- What is being asked -
All of the data should be copied exactly, with the pictures left out.

- Information -

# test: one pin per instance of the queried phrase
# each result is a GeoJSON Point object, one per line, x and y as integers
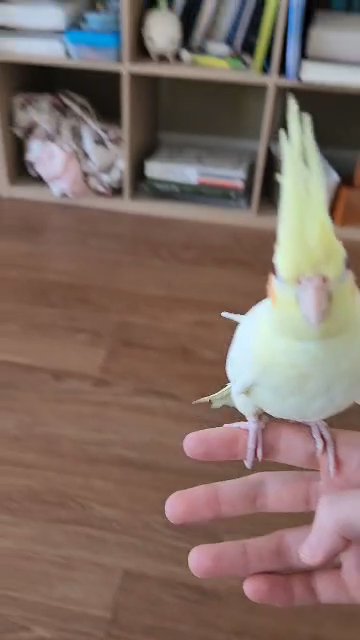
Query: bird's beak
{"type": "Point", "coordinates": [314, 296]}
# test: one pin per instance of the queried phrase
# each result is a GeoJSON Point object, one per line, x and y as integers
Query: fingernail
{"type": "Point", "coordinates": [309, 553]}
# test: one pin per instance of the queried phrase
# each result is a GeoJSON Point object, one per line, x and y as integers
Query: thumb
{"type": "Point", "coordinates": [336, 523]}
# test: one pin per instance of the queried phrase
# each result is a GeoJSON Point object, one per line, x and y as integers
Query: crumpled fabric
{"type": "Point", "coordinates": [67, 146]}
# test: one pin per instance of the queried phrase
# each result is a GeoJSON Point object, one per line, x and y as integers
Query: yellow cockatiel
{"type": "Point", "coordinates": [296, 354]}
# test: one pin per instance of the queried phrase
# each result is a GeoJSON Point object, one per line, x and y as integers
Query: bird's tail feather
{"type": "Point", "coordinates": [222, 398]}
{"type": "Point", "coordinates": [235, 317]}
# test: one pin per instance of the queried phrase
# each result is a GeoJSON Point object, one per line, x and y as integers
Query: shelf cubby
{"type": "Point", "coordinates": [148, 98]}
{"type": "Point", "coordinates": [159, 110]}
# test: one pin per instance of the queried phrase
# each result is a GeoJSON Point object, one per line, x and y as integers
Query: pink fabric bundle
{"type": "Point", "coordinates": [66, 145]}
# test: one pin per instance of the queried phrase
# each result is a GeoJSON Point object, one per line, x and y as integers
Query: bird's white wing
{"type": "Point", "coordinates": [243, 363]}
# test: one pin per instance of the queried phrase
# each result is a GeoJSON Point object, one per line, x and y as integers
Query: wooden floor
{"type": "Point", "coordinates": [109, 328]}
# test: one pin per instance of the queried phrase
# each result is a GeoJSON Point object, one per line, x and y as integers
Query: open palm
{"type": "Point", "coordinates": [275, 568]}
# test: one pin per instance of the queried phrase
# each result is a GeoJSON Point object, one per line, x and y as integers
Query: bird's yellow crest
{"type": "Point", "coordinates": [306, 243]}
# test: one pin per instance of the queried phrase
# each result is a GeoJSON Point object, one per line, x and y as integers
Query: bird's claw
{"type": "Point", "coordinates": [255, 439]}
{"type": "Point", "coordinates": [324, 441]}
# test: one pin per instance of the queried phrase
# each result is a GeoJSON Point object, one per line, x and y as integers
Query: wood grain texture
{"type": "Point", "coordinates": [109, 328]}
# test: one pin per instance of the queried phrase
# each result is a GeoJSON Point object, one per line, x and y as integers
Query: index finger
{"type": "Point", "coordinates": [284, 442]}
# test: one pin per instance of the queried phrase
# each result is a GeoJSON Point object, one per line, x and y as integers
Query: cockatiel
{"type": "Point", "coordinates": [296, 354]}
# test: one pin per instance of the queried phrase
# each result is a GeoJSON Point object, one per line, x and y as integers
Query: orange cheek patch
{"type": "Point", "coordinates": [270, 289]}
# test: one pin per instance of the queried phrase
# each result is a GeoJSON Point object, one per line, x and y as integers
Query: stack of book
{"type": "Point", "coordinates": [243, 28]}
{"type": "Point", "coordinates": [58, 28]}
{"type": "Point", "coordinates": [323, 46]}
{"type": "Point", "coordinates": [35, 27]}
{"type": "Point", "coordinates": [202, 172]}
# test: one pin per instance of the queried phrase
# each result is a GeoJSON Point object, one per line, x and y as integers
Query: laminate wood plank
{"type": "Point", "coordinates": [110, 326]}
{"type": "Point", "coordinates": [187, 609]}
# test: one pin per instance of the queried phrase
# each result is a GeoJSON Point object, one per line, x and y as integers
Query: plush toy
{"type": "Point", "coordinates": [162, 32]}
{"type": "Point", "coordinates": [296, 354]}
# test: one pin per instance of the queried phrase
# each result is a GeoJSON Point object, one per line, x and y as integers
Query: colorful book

- Solution to this problem -
# test: one pin per instance of the queried phrase
# each result is a GeoJSON Point object, one per line, x and y as integers
Query: bird's beak
{"type": "Point", "coordinates": [314, 296]}
# test: one pin per instance of the queried phrase
# each result is a GeoJSON Point object, one per line, x and y as integers
Query: fingernail
{"type": "Point", "coordinates": [309, 553]}
# test: one pin per instance of the queried phrase
# each result is a GeoJSON Point object, one per line, x and y as integers
Query: thumb
{"type": "Point", "coordinates": [336, 523]}
# test: one pin per instance of the queried phrase
# each result is a GeoJSON Point object, one per line, x and y as integers
Query: crumpled fabric
{"type": "Point", "coordinates": [67, 146]}
# test: one pin per instance of the queried phrase
# each result is a GeoJSON Point object, one per line, x and y as integers
Query: yellow cockatiel
{"type": "Point", "coordinates": [296, 354]}
# test: one pin per instance of the queried phrase
# each result is a GeoJSON Point object, one per line, x and y as integers
Query: bird's tail feather
{"type": "Point", "coordinates": [222, 398]}
{"type": "Point", "coordinates": [235, 317]}
# test: one pin per instance of the queried phrase
# each result is a GeoJSON Point object, one per line, x and y as integers
Query: shelf cubby
{"type": "Point", "coordinates": [148, 98]}
{"type": "Point", "coordinates": [159, 110]}
# test: one pin per instance of the queried phrase
# each result is a GeoJSON Point object, one per line, x and y as integers
Query: pink fabric bundle
{"type": "Point", "coordinates": [66, 145]}
# test: one pin per instance of the queried phrase
# each result is a GeoJSON Point object, one per line, x and y as integers
Query: bird's white wing
{"type": "Point", "coordinates": [243, 363]}
# test: one pin per instance of the queried phrase
# each result is a GeoJSON Point object, one per line, x and y as integers
Query: wooden floor
{"type": "Point", "coordinates": [109, 328]}
# test: one pin per instance of the queried phrase
# each result is a GeoJSON Point object, one per line, x and y as integers
Query: open palm
{"type": "Point", "coordinates": [275, 568]}
# test: one pin per instance of the queried phrase
# each result is a GeoJSON Point object, one per line, x and y as integers
Query: bird's yellow crest
{"type": "Point", "coordinates": [306, 243]}
# test: one pin per instance of the queried phrase
# each result is a GeoJSON Point object, one per line, x and y as integers
Query: bird's claw
{"type": "Point", "coordinates": [255, 439]}
{"type": "Point", "coordinates": [324, 441]}
# test: one pin per instance of the queried phrase
# each result is a GeoJSON Point object, one per line, x and y as integers
Query: wood grain texture
{"type": "Point", "coordinates": [109, 328]}
# test: one pin per instance of the queried phrase
# each result is a GeoJSON Point object, one per line, x and y as integers
Query: index finger
{"type": "Point", "coordinates": [284, 442]}
# test: one pin per instance of the queried phrase
# each result is a GeoJSON Point object, one per line, x and y as integers
Query: cockatiel
{"type": "Point", "coordinates": [296, 354]}
# test: one pin per instance of the queried phrase
# each result is a GeoJSON Point object, one per line, x and y as integers
Query: orange cheek patch
{"type": "Point", "coordinates": [270, 289]}
# test: one pin per instance of the queried phrase
# each result is a GeoJSON Point object, one per line, x and y as integers
Query: stack of book
{"type": "Point", "coordinates": [243, 28]}
{"type": "Point", "coordinates": [58, 28]}
{"type": "Point", "coordinates": [323, 46]}
{"type": "Point", "coordinates": [35, 27]}
{"type": "Point", "coordinates": [202, 172]}
# test: one pin per instance of the queried phrase
# each result is a GeoJSON Point object, one per line, x and y as integers
Query: laminate wood plank
{"type": "Point", "coordinates": [110, 326]}
{"type": "Point", "coordinates": [187, 609]}
# test: one pin per instance of the queried phrase
# each result is a GeoJSON Point object, one per line, x and y as integers
Query: plush toy
{"type": "Point", "coordinates": [162, 32]}
{"type": "Point", "coordinates": [296, 354]}
# test: one pin per instance of the queried phrase
# each result is a GeoJSON Point object, one per line, x and y as integers
Query: colorful book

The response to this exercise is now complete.